/---
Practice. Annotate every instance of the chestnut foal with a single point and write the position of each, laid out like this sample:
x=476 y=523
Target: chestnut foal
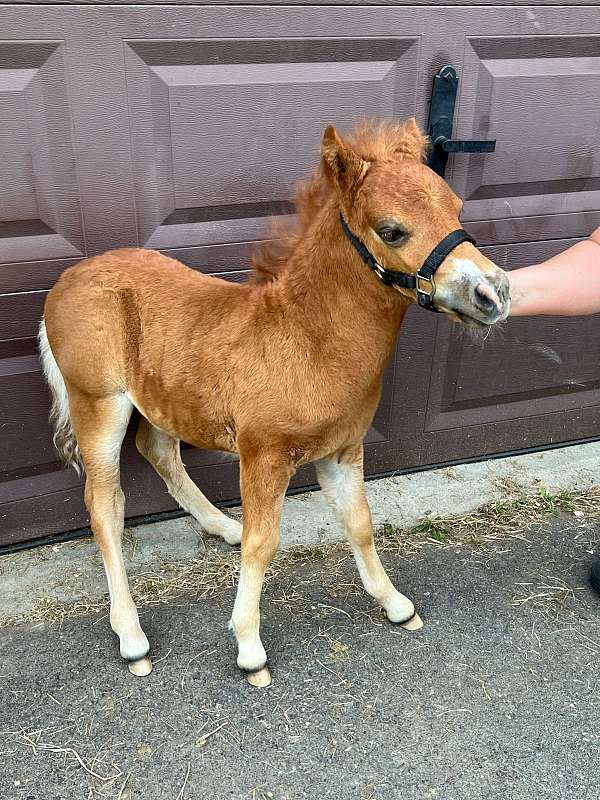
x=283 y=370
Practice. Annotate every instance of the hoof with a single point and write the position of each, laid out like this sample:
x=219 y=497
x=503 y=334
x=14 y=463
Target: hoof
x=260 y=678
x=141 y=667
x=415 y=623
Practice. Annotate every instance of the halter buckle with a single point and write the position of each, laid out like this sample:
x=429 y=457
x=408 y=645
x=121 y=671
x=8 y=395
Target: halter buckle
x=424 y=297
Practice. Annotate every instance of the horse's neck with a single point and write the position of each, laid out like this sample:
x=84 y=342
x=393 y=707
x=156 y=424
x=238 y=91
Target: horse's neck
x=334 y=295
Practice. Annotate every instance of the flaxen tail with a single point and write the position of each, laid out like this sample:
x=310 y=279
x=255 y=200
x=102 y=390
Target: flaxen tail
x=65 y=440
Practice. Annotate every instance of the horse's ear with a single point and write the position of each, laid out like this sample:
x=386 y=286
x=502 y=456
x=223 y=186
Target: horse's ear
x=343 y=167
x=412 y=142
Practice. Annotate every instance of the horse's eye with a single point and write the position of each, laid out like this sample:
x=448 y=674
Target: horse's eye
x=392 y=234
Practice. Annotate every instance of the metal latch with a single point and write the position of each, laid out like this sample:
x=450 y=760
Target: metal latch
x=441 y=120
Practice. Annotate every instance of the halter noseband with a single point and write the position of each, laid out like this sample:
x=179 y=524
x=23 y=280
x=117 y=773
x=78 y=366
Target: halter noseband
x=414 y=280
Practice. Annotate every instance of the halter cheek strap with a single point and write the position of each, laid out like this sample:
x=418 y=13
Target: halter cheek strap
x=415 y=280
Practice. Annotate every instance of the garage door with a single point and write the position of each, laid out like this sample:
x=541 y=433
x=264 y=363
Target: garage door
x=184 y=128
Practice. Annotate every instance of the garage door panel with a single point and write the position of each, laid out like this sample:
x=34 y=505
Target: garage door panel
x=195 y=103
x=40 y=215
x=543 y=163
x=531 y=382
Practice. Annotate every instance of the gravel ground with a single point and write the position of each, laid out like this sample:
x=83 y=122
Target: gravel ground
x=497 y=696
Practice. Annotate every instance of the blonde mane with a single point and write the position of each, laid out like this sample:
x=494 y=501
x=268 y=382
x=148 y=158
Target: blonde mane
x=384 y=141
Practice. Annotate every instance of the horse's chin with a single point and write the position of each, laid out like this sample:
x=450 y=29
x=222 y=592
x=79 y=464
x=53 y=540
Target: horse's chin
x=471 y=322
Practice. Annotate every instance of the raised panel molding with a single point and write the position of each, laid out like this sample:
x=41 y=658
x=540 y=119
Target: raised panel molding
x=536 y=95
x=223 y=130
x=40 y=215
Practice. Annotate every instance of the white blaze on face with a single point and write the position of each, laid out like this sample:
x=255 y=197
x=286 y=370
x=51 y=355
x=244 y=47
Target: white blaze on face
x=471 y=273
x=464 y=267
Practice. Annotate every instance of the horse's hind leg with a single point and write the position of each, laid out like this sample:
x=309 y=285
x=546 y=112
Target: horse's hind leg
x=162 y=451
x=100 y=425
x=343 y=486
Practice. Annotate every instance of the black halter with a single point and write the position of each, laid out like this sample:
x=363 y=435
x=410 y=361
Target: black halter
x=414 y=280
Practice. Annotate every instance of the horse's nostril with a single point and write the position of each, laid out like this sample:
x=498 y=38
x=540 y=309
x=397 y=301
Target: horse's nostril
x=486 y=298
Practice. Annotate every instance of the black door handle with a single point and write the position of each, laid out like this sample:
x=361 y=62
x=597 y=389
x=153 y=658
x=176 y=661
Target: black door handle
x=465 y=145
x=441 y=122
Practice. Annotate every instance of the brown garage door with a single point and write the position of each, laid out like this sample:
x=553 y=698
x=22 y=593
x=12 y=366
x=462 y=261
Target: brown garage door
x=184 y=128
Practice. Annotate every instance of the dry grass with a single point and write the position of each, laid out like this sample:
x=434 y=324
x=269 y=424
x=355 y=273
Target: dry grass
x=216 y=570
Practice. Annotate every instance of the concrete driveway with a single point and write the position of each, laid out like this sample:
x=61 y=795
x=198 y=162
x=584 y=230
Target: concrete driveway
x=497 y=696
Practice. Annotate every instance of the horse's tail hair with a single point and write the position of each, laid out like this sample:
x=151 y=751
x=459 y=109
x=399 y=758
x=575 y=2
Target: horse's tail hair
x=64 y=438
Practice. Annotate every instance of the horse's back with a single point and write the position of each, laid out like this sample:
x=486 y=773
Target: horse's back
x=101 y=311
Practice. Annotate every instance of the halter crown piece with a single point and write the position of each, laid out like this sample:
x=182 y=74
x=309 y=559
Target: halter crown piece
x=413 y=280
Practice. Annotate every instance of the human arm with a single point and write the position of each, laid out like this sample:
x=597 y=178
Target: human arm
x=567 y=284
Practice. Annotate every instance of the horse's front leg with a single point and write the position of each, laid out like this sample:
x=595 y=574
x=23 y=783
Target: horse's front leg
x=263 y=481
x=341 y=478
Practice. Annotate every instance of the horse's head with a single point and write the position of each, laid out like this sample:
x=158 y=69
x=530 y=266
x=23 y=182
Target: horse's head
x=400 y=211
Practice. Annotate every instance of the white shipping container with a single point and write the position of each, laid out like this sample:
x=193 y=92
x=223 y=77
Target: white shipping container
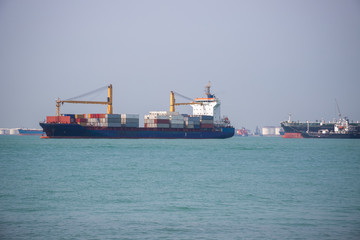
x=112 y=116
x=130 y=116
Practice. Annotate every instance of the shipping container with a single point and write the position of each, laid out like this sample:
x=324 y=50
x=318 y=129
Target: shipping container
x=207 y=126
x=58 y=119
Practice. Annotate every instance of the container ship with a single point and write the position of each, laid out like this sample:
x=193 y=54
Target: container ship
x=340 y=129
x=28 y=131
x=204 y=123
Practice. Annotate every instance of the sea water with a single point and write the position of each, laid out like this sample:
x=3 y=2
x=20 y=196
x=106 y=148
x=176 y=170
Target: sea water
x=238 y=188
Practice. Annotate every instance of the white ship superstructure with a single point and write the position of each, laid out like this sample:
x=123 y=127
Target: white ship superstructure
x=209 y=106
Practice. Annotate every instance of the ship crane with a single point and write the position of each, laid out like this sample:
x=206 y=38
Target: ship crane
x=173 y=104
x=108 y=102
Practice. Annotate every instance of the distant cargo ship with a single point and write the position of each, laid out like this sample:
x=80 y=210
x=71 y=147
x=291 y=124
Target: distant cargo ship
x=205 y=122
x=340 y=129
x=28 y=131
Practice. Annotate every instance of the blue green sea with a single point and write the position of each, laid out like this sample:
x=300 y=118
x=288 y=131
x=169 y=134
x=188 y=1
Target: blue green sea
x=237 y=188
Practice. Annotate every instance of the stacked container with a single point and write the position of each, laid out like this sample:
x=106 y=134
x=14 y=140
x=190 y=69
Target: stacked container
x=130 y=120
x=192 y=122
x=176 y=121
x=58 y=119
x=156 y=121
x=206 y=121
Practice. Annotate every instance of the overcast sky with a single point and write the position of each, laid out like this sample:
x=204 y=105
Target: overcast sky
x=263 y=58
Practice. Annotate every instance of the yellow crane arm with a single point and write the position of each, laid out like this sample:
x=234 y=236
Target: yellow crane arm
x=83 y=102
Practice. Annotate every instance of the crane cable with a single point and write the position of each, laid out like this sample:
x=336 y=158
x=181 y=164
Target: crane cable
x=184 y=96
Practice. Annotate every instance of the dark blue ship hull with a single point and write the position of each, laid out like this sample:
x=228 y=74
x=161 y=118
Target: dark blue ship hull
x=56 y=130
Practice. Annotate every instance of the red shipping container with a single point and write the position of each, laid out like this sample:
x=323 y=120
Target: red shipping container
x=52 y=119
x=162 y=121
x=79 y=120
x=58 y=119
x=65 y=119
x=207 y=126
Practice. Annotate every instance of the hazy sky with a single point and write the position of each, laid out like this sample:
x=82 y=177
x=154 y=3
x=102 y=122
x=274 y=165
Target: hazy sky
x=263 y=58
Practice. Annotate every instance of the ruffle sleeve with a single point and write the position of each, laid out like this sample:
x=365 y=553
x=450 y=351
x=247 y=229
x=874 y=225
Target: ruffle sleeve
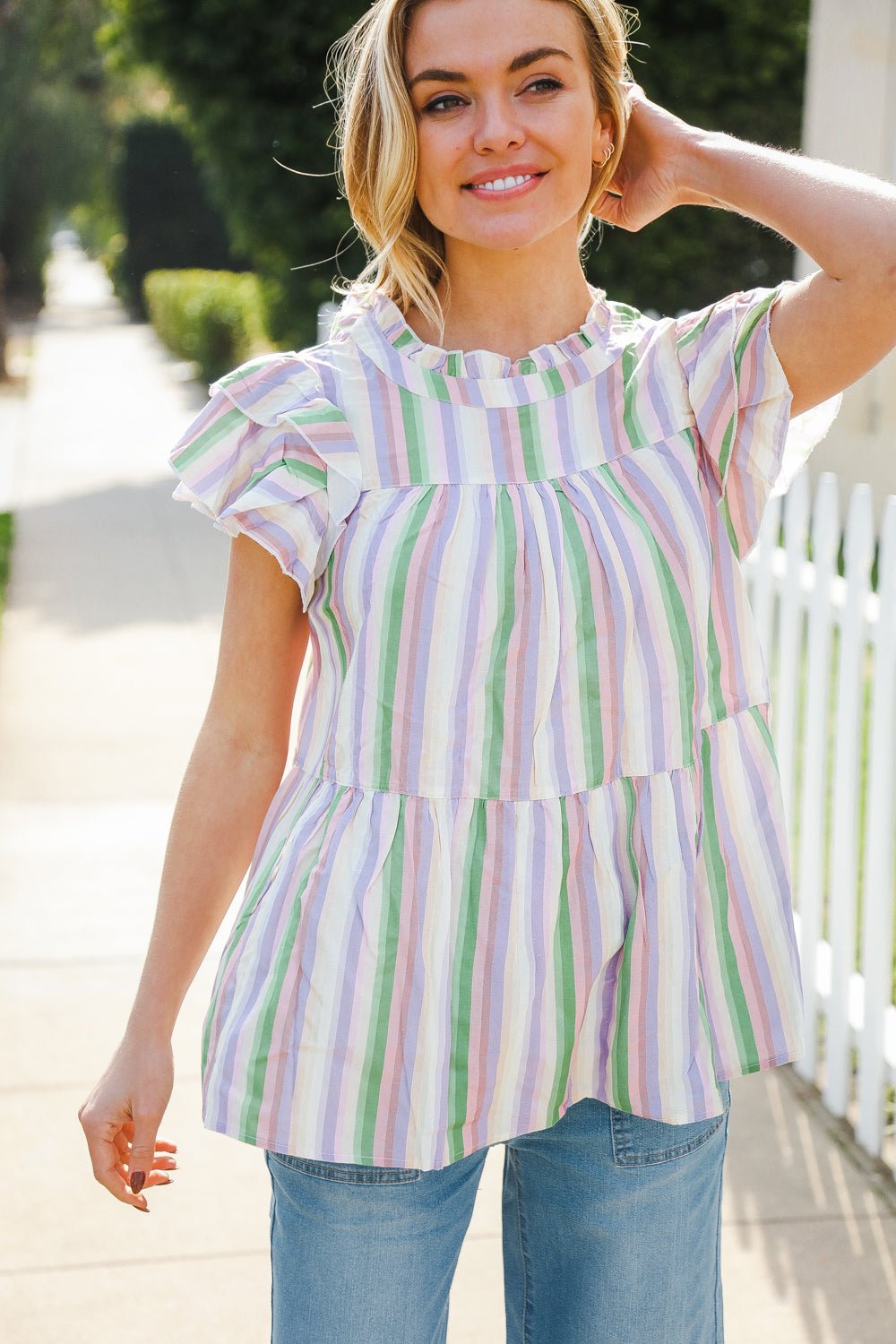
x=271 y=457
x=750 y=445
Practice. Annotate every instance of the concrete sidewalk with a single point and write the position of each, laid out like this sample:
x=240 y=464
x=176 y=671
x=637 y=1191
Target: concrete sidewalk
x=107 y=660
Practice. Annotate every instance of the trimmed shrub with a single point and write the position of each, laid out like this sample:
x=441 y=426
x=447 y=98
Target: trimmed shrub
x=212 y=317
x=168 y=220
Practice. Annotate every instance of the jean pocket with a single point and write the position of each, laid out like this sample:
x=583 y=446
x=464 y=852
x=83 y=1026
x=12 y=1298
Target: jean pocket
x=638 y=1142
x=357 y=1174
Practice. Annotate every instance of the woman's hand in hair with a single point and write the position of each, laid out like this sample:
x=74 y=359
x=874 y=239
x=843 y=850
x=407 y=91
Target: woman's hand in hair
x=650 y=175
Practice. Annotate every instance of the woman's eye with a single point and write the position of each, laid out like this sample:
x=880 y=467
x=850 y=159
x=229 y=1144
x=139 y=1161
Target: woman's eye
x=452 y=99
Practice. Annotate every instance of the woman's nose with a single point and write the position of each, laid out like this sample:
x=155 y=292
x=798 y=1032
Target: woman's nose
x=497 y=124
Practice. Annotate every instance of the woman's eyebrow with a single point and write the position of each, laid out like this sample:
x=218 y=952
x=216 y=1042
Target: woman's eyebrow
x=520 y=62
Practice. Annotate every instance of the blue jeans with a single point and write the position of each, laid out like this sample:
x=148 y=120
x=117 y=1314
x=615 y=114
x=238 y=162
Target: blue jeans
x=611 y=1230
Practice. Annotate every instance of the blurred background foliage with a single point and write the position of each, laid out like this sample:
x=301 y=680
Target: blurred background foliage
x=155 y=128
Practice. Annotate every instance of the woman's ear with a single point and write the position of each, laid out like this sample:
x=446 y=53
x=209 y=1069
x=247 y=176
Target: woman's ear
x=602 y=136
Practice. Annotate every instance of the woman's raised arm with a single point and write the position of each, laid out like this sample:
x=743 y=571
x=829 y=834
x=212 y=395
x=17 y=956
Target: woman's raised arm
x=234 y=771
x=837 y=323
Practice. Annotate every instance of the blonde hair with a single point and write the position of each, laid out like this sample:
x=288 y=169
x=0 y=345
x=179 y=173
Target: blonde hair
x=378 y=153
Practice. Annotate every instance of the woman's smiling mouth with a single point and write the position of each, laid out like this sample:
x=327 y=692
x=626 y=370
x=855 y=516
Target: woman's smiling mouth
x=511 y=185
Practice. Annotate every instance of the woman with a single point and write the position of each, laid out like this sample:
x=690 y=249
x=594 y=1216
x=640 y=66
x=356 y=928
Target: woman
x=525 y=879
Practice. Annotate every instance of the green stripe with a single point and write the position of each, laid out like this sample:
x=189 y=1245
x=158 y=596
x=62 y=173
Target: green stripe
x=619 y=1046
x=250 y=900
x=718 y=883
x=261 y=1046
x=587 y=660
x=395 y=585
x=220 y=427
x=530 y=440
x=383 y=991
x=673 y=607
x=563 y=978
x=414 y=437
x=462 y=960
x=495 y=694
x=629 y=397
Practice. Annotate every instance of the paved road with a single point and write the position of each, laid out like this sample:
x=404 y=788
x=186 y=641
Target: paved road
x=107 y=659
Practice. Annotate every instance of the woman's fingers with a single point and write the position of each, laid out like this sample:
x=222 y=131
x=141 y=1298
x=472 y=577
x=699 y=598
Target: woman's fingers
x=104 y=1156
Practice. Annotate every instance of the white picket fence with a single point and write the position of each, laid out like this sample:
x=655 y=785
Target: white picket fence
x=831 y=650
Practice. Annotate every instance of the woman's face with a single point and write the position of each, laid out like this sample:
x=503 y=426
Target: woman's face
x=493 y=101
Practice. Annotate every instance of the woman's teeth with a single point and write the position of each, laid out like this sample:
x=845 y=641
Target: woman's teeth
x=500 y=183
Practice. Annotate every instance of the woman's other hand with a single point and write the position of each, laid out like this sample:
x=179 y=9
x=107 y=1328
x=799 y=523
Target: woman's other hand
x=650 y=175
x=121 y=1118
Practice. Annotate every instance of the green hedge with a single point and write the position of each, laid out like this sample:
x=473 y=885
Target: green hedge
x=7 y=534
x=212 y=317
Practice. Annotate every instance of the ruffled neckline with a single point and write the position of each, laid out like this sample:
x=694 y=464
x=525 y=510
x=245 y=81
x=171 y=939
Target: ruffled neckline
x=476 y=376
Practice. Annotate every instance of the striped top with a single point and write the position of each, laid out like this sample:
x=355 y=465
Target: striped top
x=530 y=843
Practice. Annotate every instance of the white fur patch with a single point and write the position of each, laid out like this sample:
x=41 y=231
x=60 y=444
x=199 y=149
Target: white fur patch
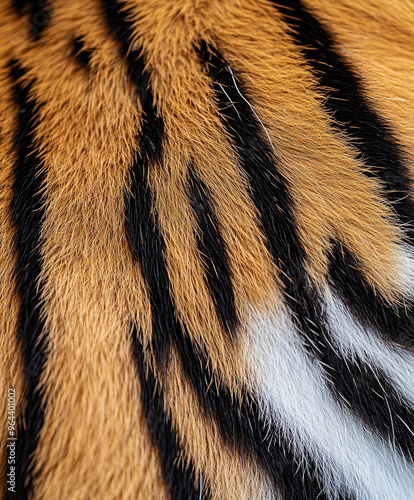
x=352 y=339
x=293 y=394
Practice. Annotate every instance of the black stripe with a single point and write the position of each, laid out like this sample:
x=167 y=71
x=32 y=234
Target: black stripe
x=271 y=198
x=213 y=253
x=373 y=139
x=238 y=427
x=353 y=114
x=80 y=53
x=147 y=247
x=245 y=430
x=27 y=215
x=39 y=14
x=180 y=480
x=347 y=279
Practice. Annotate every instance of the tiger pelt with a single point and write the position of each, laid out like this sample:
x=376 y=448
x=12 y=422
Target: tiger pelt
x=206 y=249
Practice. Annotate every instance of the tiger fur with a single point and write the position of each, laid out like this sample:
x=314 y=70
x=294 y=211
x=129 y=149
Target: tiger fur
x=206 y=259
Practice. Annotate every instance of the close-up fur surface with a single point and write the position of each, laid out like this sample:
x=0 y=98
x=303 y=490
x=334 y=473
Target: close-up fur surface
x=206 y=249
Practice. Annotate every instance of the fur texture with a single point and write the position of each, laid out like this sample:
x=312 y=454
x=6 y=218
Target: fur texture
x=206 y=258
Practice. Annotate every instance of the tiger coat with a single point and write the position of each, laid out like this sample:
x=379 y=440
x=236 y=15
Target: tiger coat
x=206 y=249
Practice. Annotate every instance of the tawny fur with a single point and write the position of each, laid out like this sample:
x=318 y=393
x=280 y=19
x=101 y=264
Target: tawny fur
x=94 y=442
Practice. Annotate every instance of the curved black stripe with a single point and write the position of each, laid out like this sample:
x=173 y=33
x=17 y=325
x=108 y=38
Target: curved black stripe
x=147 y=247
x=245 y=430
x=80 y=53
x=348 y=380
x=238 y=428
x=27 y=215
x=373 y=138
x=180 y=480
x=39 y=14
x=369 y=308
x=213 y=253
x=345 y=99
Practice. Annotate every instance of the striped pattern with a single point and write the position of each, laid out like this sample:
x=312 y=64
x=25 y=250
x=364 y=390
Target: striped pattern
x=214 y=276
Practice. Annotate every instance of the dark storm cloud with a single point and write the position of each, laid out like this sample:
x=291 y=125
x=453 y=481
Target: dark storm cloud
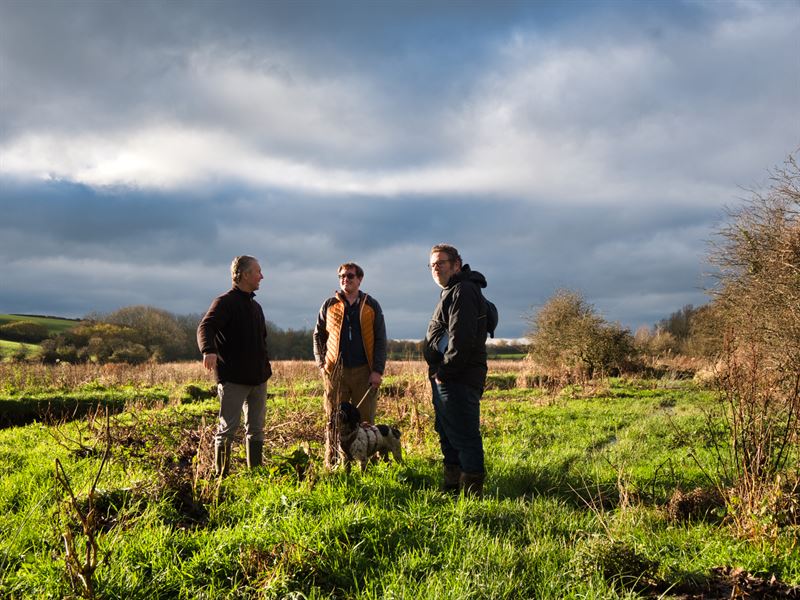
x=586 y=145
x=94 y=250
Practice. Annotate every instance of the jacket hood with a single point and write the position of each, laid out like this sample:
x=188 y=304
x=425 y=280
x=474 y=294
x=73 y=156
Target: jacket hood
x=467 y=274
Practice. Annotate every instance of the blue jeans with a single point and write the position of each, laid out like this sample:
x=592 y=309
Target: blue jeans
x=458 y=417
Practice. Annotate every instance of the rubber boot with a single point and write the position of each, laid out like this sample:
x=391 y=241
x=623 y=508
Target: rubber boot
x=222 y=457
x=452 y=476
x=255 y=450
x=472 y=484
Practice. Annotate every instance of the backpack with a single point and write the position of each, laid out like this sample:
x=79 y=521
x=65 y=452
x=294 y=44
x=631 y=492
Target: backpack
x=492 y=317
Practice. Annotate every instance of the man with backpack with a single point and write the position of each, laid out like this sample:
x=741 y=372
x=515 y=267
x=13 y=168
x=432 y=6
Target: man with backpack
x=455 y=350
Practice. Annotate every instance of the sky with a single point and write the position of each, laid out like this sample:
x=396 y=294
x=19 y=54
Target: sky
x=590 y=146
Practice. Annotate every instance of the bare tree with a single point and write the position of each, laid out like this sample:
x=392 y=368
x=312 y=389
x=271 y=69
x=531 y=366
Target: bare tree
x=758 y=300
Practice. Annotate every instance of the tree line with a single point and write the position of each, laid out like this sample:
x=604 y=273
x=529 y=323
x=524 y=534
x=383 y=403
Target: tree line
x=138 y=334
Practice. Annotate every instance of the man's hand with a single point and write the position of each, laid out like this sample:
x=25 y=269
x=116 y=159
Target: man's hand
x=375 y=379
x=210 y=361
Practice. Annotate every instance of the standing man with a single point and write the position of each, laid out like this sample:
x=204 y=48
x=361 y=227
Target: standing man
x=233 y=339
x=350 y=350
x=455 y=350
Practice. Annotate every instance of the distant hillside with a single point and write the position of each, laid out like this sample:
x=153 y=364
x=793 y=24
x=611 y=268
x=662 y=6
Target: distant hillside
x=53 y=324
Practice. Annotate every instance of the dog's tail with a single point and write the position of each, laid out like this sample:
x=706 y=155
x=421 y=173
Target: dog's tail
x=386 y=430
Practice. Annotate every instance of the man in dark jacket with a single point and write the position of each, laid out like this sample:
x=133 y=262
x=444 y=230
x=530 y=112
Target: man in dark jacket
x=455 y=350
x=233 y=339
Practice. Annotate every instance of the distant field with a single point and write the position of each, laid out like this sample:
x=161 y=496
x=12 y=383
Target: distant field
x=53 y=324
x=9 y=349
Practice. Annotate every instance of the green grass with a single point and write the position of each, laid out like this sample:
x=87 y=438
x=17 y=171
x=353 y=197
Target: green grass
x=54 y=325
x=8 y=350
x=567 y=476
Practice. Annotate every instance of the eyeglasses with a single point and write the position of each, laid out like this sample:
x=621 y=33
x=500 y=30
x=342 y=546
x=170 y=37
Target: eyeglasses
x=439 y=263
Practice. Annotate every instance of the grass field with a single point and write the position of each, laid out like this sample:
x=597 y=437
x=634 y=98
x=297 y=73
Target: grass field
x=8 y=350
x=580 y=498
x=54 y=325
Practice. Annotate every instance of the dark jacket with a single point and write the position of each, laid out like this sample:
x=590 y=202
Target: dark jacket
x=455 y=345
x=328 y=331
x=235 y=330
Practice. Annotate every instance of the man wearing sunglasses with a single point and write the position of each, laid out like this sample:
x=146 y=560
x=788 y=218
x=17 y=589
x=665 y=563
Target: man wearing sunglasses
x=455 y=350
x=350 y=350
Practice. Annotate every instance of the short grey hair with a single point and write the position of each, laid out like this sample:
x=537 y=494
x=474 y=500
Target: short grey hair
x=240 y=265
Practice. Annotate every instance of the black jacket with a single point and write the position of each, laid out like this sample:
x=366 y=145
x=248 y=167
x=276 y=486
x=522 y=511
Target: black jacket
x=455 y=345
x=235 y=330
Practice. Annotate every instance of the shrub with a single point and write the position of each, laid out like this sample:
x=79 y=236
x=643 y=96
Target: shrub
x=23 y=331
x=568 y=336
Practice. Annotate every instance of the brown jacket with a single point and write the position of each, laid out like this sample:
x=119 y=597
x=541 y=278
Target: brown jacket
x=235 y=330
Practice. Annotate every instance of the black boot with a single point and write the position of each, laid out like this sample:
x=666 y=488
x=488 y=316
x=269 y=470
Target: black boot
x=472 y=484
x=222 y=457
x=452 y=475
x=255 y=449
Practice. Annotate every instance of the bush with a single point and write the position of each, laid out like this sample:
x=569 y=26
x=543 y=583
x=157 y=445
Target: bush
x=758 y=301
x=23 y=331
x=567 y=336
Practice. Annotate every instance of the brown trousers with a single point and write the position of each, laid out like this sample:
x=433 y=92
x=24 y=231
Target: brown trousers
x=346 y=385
\---
Required work ▸ Copy out, exactly and alone, the lines of the entries above between the ones holding "x=408 y=645" and "x=310 y=279", inclusive.

Answer area ▸
x=408 y=645
x=121 y=671
x=8 y=395
Target: halter buckle
x=424 y=297
Practice. Annotate every instance of the horse's neck with a single point and write the position of each, laid out like this sample:
x=84 y=342
x=393 y=707
x=156 y=424
x=238 y=91
Target: horse's neck
x=334 y=295
Practice. Annotate every instance of the flaxen tail with a single point and write the position of each, laid out like this sample:
x=310 y=279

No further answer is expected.